| STATED TASK A |
According to the passage on South Pacific, at which Los Angeles theater does the production tour in the summer of 2010?
| STATED TASK B |
Decide whether each statement agrees with the passage on South Pacific. Answer yes or no, and quote the words of the passage that settle it. (i) Tickets to the show were given as bribes. (ii) The audience at a given performance paid about twice the box office price. (iii) The 2008 revival was a Lincoln Center Theater production.
| STATED TASK C |
Proceed with the passage on South Pacific, picking up right after its final sentence.

| SELECTED TEXT |
>> start

Whatever the reason, people simply had to see, and hear, the story of Nellie and De Becque.  The scalpers had a field day.  It has been estimated that the audience at a given performance has actually paid about four times the box office price.  Tickets were given as bribes — one man known to this correspondent offered his income tax collector three pairs, for which he had paid a tidy hundred dollars apiece.  (Whether or not the outraged collector accepted them I wouldn’t know.)  Possessing tickets to South Pacific had actually became a mark of social distinction. Persons who hadn’t seen the show begged ticket stubs from their more fortunate neighbors in order to deposit them negligently on the mantelpiece for the edification of dinner guests.  

Some Enchanted Evenings, Deems Taylor, 1953

What American musical has not projected a symbolic, mystical place that offers in its embrace a release from taboos, a liberated spirit, a healed heart?  The extended imagination and the yearning for communion, whether personal or social, are quests at the core of the lyrical form.  “Some Enchanted Evening,” “Younger than Springtime,” and “Bali Ha’i” have been popular American standards for half a century and more.  Amazingly, it has taken all that time to revive their original ambiance, animated with laughter and charm, on the Broadway stage.  That it happened in 2008 with utter respect for the art and stagecraft of South Pacific as it originally appeared, and that the Lincoln Center Theater production so vividly upholds its source as Bartlett Sher directs the play’s tour to Los Angeles at the Ahmanson Theatre in the summer of 2010, is a delightful surprise.

>> end

Rows from a box-labeling dataset

>> start

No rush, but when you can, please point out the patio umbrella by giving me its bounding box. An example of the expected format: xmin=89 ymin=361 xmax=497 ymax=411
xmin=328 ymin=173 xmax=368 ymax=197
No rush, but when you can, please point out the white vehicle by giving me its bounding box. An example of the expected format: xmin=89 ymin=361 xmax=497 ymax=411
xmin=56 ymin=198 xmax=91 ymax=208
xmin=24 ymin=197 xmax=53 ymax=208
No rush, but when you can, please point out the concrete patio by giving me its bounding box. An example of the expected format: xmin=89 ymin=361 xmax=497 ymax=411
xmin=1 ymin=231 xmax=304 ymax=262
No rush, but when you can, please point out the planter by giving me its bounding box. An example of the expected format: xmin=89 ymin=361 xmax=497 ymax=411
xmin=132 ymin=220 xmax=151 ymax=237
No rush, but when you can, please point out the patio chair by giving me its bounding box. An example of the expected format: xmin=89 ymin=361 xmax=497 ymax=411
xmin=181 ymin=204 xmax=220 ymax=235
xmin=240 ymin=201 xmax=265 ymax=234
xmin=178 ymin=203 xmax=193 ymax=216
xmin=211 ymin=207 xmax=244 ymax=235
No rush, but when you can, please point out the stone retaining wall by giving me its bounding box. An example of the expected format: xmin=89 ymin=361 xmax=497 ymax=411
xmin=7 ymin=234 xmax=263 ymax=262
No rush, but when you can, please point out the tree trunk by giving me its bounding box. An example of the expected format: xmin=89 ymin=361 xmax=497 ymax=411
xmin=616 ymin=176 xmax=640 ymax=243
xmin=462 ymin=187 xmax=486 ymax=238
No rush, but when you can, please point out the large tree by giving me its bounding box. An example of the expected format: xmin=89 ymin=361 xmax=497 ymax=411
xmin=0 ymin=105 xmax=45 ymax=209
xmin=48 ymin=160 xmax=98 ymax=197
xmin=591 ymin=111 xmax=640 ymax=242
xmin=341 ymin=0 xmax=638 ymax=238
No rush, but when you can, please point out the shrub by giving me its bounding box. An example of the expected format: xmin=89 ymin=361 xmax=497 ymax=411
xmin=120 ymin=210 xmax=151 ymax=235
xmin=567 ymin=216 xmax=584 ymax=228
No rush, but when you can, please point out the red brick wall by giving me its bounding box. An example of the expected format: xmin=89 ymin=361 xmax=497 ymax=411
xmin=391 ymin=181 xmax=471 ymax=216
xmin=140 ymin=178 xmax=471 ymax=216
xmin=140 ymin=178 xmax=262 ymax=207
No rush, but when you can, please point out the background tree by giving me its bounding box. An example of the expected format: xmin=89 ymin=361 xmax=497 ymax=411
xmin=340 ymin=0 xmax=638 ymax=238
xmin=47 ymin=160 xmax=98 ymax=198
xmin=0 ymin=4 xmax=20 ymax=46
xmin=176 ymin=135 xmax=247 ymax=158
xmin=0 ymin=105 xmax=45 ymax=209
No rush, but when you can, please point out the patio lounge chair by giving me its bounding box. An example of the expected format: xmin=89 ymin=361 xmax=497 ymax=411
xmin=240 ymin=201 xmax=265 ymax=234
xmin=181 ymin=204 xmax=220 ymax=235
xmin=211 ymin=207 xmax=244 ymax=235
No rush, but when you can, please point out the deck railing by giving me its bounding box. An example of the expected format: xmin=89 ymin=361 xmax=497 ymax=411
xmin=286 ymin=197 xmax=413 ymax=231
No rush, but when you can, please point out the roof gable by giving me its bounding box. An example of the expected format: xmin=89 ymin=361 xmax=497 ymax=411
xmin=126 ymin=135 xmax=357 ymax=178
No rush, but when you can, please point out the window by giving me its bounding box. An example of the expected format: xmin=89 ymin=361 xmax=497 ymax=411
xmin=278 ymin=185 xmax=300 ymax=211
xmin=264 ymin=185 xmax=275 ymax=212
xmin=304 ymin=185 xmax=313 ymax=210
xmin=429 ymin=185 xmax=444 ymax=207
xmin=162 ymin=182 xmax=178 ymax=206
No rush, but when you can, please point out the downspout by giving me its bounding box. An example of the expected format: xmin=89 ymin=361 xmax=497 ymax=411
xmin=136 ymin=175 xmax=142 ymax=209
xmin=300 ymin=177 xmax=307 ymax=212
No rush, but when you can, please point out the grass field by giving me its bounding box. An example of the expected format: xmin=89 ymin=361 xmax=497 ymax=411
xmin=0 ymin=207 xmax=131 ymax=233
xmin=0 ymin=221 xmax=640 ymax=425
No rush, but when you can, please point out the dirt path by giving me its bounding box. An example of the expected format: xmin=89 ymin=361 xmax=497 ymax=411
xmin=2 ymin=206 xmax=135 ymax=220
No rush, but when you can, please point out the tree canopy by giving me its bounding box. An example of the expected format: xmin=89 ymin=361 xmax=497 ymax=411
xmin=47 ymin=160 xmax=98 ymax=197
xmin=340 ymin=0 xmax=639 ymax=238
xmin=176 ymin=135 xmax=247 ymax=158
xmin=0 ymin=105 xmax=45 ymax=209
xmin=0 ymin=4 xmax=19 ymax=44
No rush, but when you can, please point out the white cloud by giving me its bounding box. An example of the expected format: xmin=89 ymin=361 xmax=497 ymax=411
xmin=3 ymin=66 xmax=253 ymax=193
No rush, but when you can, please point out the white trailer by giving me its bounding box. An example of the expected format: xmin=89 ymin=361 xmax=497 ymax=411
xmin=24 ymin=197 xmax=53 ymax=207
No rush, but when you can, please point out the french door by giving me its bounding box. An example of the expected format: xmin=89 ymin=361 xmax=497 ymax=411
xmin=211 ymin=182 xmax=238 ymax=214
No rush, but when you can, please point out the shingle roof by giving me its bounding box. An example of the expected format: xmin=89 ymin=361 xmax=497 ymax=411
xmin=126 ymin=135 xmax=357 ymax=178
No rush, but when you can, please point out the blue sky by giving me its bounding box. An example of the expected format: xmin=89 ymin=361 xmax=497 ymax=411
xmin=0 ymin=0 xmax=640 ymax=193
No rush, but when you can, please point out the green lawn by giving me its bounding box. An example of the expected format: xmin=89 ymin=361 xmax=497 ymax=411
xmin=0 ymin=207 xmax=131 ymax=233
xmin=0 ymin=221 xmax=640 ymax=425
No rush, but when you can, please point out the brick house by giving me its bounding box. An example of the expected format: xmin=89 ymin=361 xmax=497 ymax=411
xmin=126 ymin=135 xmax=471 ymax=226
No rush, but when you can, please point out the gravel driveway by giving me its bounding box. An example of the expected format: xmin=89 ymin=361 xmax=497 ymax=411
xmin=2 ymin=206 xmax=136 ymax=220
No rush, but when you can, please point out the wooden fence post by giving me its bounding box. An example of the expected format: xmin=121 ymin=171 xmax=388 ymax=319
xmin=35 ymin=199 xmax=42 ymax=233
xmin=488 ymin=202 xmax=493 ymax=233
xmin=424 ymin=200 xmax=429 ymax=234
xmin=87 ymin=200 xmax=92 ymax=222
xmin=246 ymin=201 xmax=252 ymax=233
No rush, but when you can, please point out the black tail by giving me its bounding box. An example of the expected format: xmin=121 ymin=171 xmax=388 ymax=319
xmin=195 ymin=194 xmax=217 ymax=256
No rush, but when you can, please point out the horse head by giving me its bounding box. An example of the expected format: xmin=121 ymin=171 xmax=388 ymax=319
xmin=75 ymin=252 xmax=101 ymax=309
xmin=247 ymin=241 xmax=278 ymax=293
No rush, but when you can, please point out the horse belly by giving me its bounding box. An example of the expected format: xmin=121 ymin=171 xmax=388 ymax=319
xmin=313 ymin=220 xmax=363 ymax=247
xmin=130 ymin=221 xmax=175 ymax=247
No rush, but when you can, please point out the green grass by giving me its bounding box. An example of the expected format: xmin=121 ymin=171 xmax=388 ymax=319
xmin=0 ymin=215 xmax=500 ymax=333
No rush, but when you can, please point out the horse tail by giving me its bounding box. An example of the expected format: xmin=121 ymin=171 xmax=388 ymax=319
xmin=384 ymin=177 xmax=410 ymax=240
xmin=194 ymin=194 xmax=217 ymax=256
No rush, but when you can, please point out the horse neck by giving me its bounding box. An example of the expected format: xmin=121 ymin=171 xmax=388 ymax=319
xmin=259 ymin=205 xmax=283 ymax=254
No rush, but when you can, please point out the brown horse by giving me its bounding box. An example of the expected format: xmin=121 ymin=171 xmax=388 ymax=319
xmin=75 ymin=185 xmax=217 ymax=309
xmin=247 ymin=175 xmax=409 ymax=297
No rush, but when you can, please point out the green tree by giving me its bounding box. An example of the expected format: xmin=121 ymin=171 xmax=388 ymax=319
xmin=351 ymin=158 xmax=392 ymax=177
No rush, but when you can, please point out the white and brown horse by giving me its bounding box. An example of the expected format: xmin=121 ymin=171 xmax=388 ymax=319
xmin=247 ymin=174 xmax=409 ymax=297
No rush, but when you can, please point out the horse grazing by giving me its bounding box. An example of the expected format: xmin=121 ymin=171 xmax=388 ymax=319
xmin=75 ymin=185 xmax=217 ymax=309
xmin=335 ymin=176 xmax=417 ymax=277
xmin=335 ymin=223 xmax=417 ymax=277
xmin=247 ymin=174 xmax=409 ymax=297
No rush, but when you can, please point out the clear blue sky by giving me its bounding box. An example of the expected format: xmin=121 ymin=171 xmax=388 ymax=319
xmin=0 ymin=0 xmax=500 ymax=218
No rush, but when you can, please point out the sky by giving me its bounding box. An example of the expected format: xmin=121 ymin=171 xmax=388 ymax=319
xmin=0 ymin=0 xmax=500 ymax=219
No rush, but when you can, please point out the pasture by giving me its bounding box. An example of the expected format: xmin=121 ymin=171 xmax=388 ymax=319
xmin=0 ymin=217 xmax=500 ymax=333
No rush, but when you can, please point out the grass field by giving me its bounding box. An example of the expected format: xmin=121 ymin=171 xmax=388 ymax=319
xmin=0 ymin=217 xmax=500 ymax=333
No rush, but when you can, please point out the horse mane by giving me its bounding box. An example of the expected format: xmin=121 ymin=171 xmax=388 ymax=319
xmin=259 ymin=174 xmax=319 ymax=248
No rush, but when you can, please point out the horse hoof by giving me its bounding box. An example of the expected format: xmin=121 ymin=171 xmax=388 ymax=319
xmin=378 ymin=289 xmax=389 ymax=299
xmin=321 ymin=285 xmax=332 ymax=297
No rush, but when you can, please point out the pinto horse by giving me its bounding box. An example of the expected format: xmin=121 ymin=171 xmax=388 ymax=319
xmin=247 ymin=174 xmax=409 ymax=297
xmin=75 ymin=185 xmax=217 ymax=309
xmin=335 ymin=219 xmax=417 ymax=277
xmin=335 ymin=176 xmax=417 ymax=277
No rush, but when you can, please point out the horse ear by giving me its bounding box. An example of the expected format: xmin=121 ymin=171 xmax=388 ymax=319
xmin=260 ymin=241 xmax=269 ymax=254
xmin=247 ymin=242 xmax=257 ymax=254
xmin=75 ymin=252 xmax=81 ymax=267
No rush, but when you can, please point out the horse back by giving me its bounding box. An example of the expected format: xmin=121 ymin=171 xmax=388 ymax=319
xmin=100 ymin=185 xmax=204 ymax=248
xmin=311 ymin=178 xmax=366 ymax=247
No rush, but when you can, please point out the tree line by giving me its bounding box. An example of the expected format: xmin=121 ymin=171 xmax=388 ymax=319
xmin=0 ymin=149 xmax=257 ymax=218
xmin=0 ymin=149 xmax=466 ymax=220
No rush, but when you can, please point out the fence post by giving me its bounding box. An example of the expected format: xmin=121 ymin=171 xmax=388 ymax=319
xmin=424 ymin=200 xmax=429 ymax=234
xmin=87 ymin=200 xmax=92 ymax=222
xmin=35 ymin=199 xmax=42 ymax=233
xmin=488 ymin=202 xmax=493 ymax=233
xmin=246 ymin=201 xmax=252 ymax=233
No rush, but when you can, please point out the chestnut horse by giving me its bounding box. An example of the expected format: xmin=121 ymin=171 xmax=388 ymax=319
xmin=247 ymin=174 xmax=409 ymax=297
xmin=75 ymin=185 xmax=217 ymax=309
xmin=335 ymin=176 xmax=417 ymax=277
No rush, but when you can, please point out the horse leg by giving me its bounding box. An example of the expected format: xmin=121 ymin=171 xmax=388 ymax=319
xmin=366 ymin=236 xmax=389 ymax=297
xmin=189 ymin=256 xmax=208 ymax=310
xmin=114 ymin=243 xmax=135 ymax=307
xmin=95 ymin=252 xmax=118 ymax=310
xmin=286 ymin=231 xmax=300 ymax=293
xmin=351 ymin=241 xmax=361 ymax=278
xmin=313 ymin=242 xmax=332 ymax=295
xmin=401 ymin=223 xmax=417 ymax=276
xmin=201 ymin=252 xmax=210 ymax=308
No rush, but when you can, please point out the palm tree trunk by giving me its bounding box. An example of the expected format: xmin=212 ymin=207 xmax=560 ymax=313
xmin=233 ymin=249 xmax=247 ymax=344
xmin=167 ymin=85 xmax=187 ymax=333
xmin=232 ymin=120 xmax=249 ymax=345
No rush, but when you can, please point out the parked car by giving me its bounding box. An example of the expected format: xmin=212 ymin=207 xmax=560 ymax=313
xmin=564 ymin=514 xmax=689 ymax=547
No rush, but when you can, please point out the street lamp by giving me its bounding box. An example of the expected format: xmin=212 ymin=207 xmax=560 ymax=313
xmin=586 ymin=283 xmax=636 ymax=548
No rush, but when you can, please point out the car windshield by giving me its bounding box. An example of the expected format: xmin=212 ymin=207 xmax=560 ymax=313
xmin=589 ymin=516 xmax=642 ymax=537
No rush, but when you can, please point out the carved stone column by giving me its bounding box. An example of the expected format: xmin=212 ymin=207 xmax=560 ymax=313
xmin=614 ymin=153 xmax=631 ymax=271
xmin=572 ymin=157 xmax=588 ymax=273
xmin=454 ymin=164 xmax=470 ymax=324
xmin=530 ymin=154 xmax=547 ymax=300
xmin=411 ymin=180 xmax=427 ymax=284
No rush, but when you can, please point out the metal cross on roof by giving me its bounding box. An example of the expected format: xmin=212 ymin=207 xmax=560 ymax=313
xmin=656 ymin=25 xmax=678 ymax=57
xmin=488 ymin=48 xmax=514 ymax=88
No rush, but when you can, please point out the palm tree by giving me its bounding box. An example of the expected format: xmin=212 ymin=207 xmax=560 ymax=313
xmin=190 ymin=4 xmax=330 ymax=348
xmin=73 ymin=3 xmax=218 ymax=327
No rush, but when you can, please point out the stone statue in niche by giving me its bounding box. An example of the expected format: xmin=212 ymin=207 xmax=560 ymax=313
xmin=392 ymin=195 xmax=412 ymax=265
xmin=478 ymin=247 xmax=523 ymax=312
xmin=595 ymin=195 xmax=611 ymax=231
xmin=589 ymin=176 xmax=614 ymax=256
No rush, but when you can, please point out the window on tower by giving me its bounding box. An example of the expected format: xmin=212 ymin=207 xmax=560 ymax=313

>> end

| EXERCISE ANSWER A |
The Ahmanson Theatre.

| EXERCISE ANSWER B |
(i) Yes: "Tickets were given as bribes"
(ii) No: "about four times the box office price"
(iii) Yes: "the Lincoln Center Theater production"

| EXERCISE ANSWER C |
With previews spanning Memorial Day weekend and playing right through the 4th of July (‘til the 17th), and with an opening night red carpet for Roslynd Lowe Mass, Shirley Jones, and Barbara Luna of the original Broadway cast in 1949, and Mitzi Gaynor, John Kerr, and France Nuyen of the 1958 film adaptation, South Pacific may strike some as that nostalgic journey to overseas Americana where the waves of romance never end.  A younger generation may find the play “as corny as Kansas in August,” a cliché to which lyricist Oscar Hammerstein would have no objection, since he invented it himself.

Others will find, lurking behind the bleeding-heart liberal song, “You’ve Got to Be Carefully Taught” and the exotic “Bali Ha’i,” not so much a critique of a pre-Civil Rights Era (in which Juanita Hall, the play’s original Bloody Mary, was denied hotels when she toured with the show) but a commercially entertaining exploitation of the contradictions of racism and popular culture alike. For example, at the outset of the South Pacific project, the Rodgers and Hammerstein team, seemingly peaking in 1949 with Oklahoma! and Carousel under its belt and deciding to produce its own work from that point on as well as composing and writing it, was leery of launching “another Oriental” venture for the smart set too fast on the heels of Madame Butterfly. 

I wish I could tell you about the South Pacific.  The way it actually was: the endless ocean.  The infinite specks of corals we called islands.  Coconut palms nodding gracefully toward the ocean.  Reefs upon which waves broke into spray, and inner lagoons, lovely beyond description.  I wish I could tell you about the sweating jungle, the full moon rising behind the volcanoes, and the waiting.  The waiting.  The timeless, repetitive waiting. 

But whenever I start to talk about the South Pacific, people intervene.  I try to tell somebody what the steaming Hebrides were like, and first thing you know, I'm telling about the old Tonkinese woman who used to sell human heads.  As souvenirs.  For fifty dollars!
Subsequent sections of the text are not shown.